#### EXERCISE BRIEF
Count the lines in the records beneath this task that contain the string "below", then give the count by itself.

#### Stored items from a collection
------------------------------------------------------------
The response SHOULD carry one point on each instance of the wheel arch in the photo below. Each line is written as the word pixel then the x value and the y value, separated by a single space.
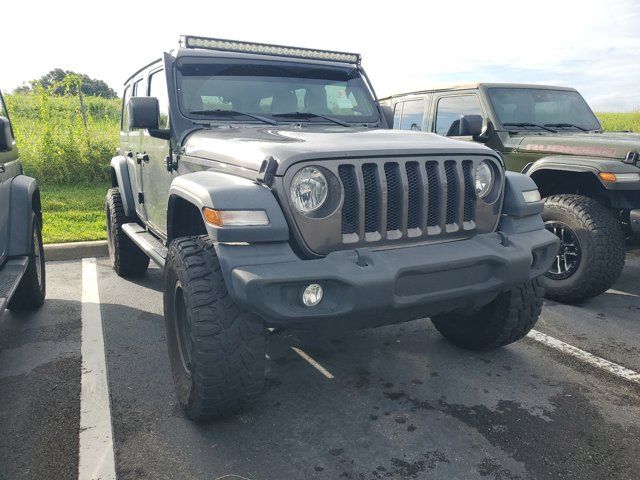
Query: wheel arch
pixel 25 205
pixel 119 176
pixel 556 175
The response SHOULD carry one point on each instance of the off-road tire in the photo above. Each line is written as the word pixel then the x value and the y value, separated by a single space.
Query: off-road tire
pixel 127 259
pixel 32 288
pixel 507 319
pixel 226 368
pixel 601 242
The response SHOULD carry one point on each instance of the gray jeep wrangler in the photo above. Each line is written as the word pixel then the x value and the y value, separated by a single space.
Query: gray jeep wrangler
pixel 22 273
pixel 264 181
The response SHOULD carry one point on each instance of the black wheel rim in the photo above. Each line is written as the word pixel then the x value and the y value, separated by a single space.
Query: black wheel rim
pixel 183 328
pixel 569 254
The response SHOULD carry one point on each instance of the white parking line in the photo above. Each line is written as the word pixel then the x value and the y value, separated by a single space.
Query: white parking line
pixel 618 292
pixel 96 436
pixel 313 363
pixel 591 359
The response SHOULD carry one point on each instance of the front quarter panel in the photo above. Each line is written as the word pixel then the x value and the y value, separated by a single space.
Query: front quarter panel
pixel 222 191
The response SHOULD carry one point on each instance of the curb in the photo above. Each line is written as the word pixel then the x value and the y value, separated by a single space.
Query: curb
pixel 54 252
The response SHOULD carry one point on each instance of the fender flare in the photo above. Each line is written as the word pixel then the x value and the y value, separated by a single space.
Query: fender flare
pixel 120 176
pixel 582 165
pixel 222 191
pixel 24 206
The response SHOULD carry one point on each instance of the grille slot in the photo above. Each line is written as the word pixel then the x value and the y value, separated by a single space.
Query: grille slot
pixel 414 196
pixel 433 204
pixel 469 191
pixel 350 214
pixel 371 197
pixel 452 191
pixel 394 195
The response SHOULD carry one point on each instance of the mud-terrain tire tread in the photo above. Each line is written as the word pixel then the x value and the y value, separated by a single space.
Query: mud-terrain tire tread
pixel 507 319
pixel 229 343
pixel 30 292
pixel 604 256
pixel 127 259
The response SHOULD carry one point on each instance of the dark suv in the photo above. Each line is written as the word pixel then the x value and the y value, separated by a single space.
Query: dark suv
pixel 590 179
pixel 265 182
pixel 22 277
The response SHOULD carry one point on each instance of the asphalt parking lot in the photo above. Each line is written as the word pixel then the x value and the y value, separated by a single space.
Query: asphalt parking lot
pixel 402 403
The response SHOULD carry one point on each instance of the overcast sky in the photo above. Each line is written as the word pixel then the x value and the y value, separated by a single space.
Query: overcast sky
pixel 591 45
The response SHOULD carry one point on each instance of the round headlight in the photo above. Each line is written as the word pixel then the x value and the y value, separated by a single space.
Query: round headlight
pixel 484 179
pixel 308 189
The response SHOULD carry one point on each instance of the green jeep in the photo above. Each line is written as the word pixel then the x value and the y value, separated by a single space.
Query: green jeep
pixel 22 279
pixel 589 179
------------------------------------------------------------
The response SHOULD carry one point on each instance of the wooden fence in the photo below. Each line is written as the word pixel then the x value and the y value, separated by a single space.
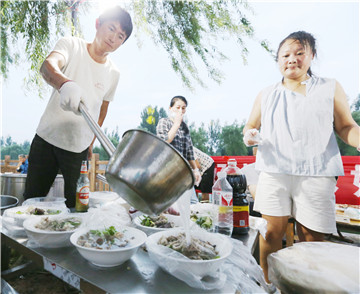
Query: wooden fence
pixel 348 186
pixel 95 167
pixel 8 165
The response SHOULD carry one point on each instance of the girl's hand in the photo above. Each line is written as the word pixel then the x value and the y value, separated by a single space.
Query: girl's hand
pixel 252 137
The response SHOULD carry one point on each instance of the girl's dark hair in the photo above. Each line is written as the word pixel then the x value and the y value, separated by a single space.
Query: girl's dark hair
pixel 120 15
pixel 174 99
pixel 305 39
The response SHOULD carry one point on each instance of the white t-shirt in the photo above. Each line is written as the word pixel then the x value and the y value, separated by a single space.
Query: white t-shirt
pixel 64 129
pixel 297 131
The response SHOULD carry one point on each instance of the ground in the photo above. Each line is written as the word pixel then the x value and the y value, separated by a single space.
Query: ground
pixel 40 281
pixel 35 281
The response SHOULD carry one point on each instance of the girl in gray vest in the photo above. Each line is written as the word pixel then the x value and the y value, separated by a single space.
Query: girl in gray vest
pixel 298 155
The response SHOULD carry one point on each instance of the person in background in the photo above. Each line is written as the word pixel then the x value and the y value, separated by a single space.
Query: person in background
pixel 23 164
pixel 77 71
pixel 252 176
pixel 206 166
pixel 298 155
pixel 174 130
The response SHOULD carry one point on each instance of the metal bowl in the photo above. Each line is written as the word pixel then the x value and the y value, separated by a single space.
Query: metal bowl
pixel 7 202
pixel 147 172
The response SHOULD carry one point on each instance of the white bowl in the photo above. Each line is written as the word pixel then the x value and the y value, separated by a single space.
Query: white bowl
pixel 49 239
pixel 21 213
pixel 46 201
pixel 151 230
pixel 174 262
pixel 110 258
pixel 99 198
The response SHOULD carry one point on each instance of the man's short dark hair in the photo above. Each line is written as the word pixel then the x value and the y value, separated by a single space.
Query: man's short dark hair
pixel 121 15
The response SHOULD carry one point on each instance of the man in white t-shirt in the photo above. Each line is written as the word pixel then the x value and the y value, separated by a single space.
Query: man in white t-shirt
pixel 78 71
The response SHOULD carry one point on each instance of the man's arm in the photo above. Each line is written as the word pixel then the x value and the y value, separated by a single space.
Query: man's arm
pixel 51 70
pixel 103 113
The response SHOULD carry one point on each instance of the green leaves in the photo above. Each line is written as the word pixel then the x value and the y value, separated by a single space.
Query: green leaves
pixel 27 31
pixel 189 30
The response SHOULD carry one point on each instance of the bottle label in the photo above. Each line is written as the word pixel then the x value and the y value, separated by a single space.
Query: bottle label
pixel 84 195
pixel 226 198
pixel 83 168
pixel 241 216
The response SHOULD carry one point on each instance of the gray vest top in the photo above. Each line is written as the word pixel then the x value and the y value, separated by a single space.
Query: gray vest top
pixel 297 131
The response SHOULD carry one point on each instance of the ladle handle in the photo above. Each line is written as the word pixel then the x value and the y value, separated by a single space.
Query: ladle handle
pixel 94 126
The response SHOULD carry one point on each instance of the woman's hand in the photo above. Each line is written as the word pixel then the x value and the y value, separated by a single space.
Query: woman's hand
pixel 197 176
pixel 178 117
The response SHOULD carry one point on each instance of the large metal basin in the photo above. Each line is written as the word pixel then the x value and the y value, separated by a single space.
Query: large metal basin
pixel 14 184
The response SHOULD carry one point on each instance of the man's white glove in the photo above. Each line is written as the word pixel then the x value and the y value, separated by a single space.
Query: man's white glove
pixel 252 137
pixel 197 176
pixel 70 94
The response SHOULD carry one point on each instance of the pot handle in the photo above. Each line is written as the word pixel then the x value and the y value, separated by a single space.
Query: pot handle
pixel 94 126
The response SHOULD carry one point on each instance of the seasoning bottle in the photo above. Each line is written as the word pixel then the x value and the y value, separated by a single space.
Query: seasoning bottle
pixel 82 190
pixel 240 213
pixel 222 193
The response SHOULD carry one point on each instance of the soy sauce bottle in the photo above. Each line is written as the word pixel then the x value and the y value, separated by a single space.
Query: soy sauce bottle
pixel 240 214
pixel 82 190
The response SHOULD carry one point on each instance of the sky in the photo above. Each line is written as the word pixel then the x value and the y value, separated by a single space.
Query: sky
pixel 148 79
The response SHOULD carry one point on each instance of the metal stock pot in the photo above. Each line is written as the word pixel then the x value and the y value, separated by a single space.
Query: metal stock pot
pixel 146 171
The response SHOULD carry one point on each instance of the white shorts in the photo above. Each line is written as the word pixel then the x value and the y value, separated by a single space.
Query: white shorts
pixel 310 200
------------------------------------------------------------
#### SOLUTION
2